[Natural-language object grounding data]
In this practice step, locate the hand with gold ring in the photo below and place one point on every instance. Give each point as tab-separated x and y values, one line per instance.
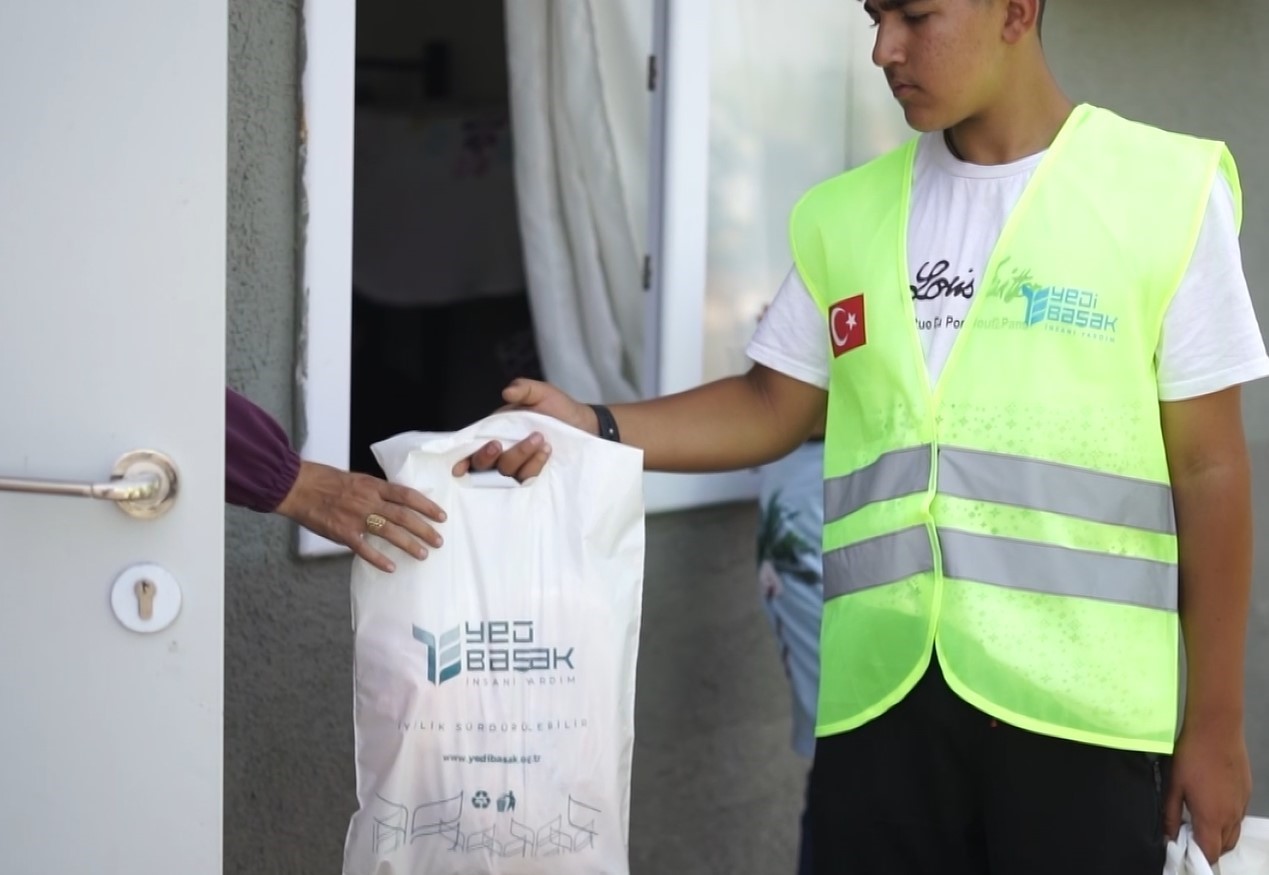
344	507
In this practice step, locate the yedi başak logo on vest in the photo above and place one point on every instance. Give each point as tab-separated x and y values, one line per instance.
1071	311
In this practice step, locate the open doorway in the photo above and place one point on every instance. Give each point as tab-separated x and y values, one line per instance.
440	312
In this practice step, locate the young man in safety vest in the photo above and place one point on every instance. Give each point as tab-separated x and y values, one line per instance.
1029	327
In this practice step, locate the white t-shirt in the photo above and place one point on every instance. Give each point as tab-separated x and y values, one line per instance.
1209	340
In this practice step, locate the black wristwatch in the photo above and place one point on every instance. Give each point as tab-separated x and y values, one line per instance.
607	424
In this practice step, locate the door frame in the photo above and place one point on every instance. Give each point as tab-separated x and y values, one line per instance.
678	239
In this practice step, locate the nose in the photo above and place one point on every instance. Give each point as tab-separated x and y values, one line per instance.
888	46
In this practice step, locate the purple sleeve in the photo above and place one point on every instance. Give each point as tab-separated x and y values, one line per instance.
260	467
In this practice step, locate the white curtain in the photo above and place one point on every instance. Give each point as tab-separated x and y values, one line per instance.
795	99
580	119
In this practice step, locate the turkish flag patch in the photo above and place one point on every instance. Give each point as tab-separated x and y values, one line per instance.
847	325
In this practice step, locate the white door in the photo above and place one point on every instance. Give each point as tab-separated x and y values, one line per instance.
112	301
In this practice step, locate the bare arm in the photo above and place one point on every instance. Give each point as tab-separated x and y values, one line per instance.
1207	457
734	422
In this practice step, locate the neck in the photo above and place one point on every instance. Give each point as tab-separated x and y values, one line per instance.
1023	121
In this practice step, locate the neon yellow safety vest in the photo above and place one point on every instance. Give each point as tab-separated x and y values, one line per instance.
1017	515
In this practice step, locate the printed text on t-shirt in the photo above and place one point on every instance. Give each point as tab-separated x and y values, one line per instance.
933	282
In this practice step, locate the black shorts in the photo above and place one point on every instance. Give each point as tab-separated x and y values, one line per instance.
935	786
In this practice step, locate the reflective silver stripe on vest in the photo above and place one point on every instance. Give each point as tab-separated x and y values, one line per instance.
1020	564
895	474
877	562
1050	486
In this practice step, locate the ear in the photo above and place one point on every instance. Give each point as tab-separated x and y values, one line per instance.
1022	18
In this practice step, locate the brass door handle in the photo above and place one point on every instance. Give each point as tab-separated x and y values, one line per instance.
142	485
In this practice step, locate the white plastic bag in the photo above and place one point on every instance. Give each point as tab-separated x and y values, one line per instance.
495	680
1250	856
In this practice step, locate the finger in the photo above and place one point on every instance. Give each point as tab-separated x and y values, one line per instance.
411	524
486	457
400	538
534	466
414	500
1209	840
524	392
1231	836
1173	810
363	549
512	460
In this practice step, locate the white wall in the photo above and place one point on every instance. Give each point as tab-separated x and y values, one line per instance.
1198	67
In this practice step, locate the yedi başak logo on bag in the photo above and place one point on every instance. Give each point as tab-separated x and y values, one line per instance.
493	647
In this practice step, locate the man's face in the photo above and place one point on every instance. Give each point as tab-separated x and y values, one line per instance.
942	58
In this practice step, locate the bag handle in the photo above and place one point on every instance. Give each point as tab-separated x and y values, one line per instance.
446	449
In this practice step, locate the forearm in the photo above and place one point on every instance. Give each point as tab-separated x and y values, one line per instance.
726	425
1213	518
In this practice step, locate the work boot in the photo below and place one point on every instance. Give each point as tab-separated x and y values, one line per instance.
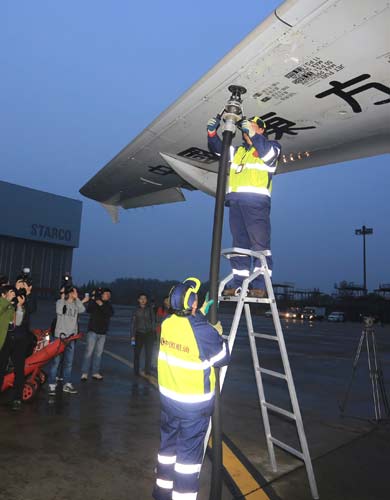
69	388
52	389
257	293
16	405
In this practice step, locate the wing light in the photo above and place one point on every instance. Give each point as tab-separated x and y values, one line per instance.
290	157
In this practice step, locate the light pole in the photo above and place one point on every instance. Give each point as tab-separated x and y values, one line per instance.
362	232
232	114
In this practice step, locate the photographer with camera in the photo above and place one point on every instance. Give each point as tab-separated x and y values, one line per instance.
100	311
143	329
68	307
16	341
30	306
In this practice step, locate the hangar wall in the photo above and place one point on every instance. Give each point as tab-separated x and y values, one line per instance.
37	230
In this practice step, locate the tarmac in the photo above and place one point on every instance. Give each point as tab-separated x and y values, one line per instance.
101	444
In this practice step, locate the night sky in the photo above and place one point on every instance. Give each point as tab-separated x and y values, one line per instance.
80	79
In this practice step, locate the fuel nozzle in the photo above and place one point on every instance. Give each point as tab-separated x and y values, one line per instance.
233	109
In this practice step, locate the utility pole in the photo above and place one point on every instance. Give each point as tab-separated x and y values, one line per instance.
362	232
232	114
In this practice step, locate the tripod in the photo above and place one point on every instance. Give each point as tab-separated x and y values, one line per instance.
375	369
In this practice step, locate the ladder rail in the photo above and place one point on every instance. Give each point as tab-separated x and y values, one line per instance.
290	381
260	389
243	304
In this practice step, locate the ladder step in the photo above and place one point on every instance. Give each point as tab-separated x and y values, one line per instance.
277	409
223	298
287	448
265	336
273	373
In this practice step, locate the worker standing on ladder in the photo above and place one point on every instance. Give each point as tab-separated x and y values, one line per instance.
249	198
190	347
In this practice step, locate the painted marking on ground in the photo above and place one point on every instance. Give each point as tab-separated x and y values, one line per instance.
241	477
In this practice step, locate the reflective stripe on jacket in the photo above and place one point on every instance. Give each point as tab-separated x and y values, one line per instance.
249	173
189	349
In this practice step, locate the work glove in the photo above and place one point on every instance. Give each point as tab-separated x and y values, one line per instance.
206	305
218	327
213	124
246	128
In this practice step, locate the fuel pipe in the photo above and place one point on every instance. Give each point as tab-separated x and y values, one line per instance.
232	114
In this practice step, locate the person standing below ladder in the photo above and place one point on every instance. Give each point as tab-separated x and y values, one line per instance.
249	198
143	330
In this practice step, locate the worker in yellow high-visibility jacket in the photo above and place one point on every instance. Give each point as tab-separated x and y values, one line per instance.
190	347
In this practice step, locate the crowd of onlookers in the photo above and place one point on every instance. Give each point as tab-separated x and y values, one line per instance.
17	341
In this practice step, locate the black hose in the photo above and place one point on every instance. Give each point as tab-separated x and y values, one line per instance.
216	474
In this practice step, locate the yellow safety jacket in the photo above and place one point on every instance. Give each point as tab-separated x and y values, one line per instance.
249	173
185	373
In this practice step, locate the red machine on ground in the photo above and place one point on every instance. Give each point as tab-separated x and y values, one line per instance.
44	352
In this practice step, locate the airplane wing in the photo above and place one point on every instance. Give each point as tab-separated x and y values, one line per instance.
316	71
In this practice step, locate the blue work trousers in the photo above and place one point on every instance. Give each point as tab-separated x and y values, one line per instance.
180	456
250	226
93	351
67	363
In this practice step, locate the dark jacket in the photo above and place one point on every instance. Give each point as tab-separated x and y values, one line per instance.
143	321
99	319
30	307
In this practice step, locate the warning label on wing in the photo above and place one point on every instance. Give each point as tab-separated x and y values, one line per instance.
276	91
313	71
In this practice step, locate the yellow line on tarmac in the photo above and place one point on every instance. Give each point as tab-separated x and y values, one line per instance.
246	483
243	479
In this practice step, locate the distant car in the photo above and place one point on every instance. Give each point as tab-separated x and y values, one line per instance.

| REQUIREMENT |
Please print each record above again exactly, but omit any pictures.

| EXERCISE RESPONSE |
In this practice step, locate the hand with gold ring in the photo below and place one point on every instance. Give each point as tab-separated x and y values, one line per instance.
344	507
In this practice step, locate the yedi başak logo on vest in the photo above and place one point on every instance. Give each point as tab-separated x and y values, one line per instance.
1071	311
In this practice step, locate the open doorway in the photo above and place one point on every instance. Give each point as tab-separated x and y values, one line per instance.
440	312
In this practice step, locate the young man in safety vest in the photo above and place one point on every instance. Give each point as tab-separated x and y values, one line per instance.
1029	327
In this practice step, locate the white t-shirt in the photo above and place one point on every instance. Give each point as tab-separated x and y values, one line per instance.
1209	340
In this practice step, locate the black wristwatch in the photo above and place one point on every instance. Give each point as tab-separated x and y values, one line per instance.
607	424
In this practice step, locate the door frame in the photo above and place one point on every instance. Give each point as tab-separated x and y values, one line per instance.
678	239
In this practice step, locate the nose in the photo above and place one point on every instance. Give each point as tab-separated x and y values, one line per instance.
888	46
In this practice step, locate the purple sleeve in the photo above and place one point on every instance. Give each point as tab-separated x and y values, one line per instance.
260	467
In this practice step, locate the white curtain in the photo above and place one point on every instance. Give each point as tab-separated x and y values, one line per instance.
795	99
580	119
In this practice step, locate the turkish flag patch in the photo above and place one point on every instance. Give each point as tab-separated x and y values, one line per instance.
847	325
In this practice step, locate the white door in the photo above and place one point on every instance. Give each point as tab-separated x and y values, one line per instance.
112	301
In this practice step, locate the bare arm in the photo above and place one point on every instance. Give each point as tab-separated x and y values, one line per instance.
1207	457
734	422
In this practice step, locate the neck in the photo above and place one point on every instance. Give each point as tab-separated x and y values, one line per instance.
1023	121
In this practice step, locate the neon yellow safety vest in the photo above and place one point on every instance. Give each point as tab-separated x and y values, one line per instance.
1017	515
In this practice step, locate the printed text on t-shirt in the photo above and place one point on every instance. Give each point as tab-separated x and y values, one line per instance.
933	282
In this practice step, locate the black shorts in the photo above and place one point on every instance. Give each point as tab-separated x and y values, one line per instance.
935	786
In this practice step, locate the reflective silver stripe on vest in the photo above and place one point on every instance. Give each point as tab-separated x and y values, one line per instance.
1020	564
895	474
877	562
1050	486
In this practice step, locate the ear in the photo above and place one point on every instance. Give each point as tab-separated x and y values, one line per instance.
1022	18
In this practice step, locate the brass door handle in the photo above and place one point on every instance. Give each point as tab-separated x and y values, one line per instance.
142	485
In this practice step, locate the white plastic bag in the photo above and place one point on every instance. Give each point as tab-separated x and y values, one line per instance.
495	680
1250	856
In this practice step, locate the finger in the photo above and place one point on every instance. Give each point as tab-separated x and y values, one line per instance.
411	524
486	457
400	538
534	466
414	500
1209	840
524	392
1231	836
1173	810
363	549
512	460
In this practice step, locate the white wall in the photo above and place one point on every instance. Give each point as tab-separated x and y values, one line per instance.
1198	67
In this practice step, locate the yedi başak logo on bag in the photo above and place one point on every instance. Give each point as tab-separated x and y values, one line per instance.
493	647
In this practice step, locate the man's face in the photo above and place one point on every instance. Give each point as tab-separated x and y values, one line per instance.
942	58
In this practice step, locate the bag handle in the photo above and place one point on every instance. Give each point as tab-separated x and y values, one line per instance.
446	449
In this practice step, locate the forearm in the photo above and place one point on every instance. Give each point as tab-separated x and y values, one line per instance.
726	425
1213	518
In this practice step, locate the work boot in the photo below and place one point on every instance. Give each point as tab-separated x and y values, one line per instance.
69	388
52	389
257	293
16	405
In this practice step, locate the wing light in the photo above and place one point on every instance. Give each point as tab-separated x and y values, one line per instance.
290	157
In this practice step, locate the light pole in the photo above and place one point on every instance. Give each point as tab-separated x and y values, one line per instance.
362	232
232	114
In this practice step, locate the photographer with camera in the photo above and place one point on every instance. Give each point as tab-separated x and y values, one line per instance.
100	311
143	329
68	307
16	341
30	306
In this practice step, locate the hangar wall in the photo above and place one point on every instance. Give each point as tab-separated x and y values, one line per instance.
37	230
In this practice step, locate the tarmac in the photo above and place one point on every instance. Give each point as tab-separated x and y values, one line per instance.
101	444
In this practice step, locate the night sky in the photo above and place one point on every instance. Give each point as tab-separated x and y values, one line per instance.
80	79
In this practice step, locate the fuel nozzle in the photo above and place one point on every instance. Give each point as tab-separated x and y values, one line per instance.
233	109
In this practice step, locate the utility pole in the photo above and place one point on every instance. Give each point as tab-separated x and y values, one line per instance.
362	232
232	114
In this practice step, locate the tripod in the photo above and place one point on every instance. Give each point as tab-separated x and y values, one line per instance.
375	369
In this practice step, locate the ladder rail in the photo above and place one point on every instance. Give each point as tab-separated x and y values, one line per instance.
290	381
260	389
243	304
In this practice step, locate the ladder step in the photo above and place one point on every instance. Give each point as tab-separated x and y values, one line per instance.
277	409
223	298
287	448
265	336
273	373
In this practice step, locate the worker standing on ladder in the photo above and place one point on every instance. Give each point as tab-separated x and y values, one line per instance.
249	198
190	347
In this practice step, locate the painted marking on ground in the photo above and place one point on every instance. Give each point as tab-separated x and y values, one line per instance.
241	477
In this practice step, locate the reflective stripe on jacket in the photo above and place one point on every instance. Give each point as tab-separated x and y values, one line per instance.
249	173
189	349
In this practice step, locate the work glove in the photo above and place one point on every instance. Give each point as tab-separated x and y values, one line per instance.
206	305
218	327
213	124
246	128
In this practice step, locate the fuel pipe in the photo above and place one point on every instance. Give each point as tab-separated x and y values, one line per instance.
232	114
In this practice step, locate the person standing below ladder in the photo above and place one point on every instance. Give each point as tab-separated x and y values, one line per instance.
249	198
143	330
In this practice step, locate the worker in yellow high-visibility jacket in the photo above and place one point on every instance. Give each point as tab-separated x and y values, one line per instance.
190	347
In this practice step, locate the crowd of onlookers in the photo above and place one point on every instance. Give each point as tab-separated x and y values, one line per instance.
17	341
In this practice step, locate the black hose in the photo above and place one point on every instance. Give each point as tab-separated x and y values, one line per instance.
216	474
In this practice step, locate the yellow safety jacket in the photo above and place one point on every instance. Give each point as tab-separated x and y values, one line per instance.
249	173
185	373
In this practice step, locate the red machine on ground in the photo above and place one point on every instance. Give each point as tab-separated x and y values, one line per instance.
44	352
In this practice step, locate the airplane wing in the photo above and place one point on every instance. Give each point as tab-separated x and y values, one line per instance.
316	71
In this practice step, locate the blue work trousers in the photo above and place one point on every instance. Give each point as tab-separated x and y values, one line per instance.
180	456
250	226
93	351
67	363
In this practice step, locate the dark jacket in the photo above and place one point on every instance. Give each point as tab-separated x and y values, one line per instance.
143	321
99	319
30	307
In this practice step, locate the warning label on wing in the photo above and place one point on every instance. Give each point as tab-separated x and y values, one line per instance.
276	91
313	71
In this practice step, locate the yellow line on tarmac in the photo above and place one point on every instance. Give each point as tab-separated x and y values, one line per instance.
246	483
243	479
In this practice step, locate the distant car in the photo above and place one point on every instance. Give each point as tab-separated x and y values, one line per instance.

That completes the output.